→ **Reading passage**:
Before I launch into the story of how Emmett decided to come out and play, I want to thank you all for your amazing outpouring of love and support and congratulations. Benjamin and I are so thrilled to have the little guy on the outside of my body rather than the inside, and it is incredible to know there were/are so many people thinking of our family during this exciting time.
So. The story.
Well you all know where we were the night before the due date. I was at the hospital NOT actually in labor, despite the contractions coming every 5 minutes. I was angry, frustrated, embarrassed and generally aggravated at the world when we were sent home in the wee hours of the morn on my baby’s due date. After a few hours of sleep I woke up and felt horrible. I was crampy and uncomfortable and my emotions were running high. I decided to take a much-needed sick day from work, which I almost never do. To get my mind off of the labor-that-wasn’t, Benjamin and I decided to head to Ikea to pick up the last few things that we needed for the basement renovation. I figured I could walk this baby out in the air conditioning, if nothing else.
All of a sudden, while walking through the kitchen and dining chair section, I felt a contraction that stopped me in my tracks. I had been feeling them all morning, but this one was pinchier and sharper and made me stop and hold my stomach. Ugh, these “false” contractions really suck, I thought, and carried on with my shopping. A few (short!) minutes later, another one. Worse. And I was pretty sure I had just wet my pants. Spoiler alert — it wasn’t pee.
My water had just broken in Ikea.

→ **Study material**:
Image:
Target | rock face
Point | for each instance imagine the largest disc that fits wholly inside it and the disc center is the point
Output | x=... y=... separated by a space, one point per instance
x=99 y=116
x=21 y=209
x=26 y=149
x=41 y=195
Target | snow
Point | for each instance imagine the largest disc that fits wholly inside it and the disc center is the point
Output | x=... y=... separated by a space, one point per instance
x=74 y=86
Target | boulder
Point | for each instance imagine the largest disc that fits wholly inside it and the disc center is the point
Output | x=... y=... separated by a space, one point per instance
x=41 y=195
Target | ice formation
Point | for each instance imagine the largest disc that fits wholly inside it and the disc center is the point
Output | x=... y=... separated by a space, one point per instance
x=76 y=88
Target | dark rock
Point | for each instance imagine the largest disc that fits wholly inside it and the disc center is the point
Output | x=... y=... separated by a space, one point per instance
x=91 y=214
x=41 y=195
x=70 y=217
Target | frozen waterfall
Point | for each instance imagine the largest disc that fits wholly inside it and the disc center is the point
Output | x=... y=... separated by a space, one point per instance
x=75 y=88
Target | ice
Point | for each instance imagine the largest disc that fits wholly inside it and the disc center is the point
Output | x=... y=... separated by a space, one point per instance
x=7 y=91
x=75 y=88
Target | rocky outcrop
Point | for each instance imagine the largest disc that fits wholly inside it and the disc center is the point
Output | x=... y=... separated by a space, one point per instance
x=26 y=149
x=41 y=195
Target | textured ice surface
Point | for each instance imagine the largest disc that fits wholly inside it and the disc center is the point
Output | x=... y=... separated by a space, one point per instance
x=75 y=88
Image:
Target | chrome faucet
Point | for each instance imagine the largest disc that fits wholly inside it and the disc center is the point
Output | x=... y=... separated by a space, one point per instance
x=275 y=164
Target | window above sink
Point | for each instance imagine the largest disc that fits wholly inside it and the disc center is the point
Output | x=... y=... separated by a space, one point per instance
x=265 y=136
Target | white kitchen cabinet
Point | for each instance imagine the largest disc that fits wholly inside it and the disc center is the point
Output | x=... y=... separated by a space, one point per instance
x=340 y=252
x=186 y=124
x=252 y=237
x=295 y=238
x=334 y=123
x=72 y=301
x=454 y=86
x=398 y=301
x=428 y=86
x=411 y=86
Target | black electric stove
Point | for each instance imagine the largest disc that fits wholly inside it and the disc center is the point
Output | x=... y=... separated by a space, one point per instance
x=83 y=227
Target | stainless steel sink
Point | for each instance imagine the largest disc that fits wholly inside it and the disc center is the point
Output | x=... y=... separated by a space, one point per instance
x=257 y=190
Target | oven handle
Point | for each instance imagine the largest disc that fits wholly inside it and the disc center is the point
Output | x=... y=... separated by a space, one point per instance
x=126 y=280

→ **Tasks to perform**:
• a. Answer from the birth story:
(i) How often were the contractions coming while the writer was at the hospital the night before the due date?
(ii) What did the writer and Benjamin go to Ikea to pick up?
(iii) In which section of Ikea did the writer feel the contraction that stopped her in her tracks?
• b. Using the birth story, explain why the writer and Benjamin went to Ikea on the due date.
The records have nothing to do with the birth story.

→ **Responses to the exercise**:
• a.
(i) Every 5 minutes.
(ii) The last few things they needed for the basement renovation.
(iii) The kitchen and dining chair section.

• b. They went to get the writer's mind off the labor that wasn't and to pick up the last few things they needed for the basement renovation. She also figured she could walk the baby out in the air conditioning.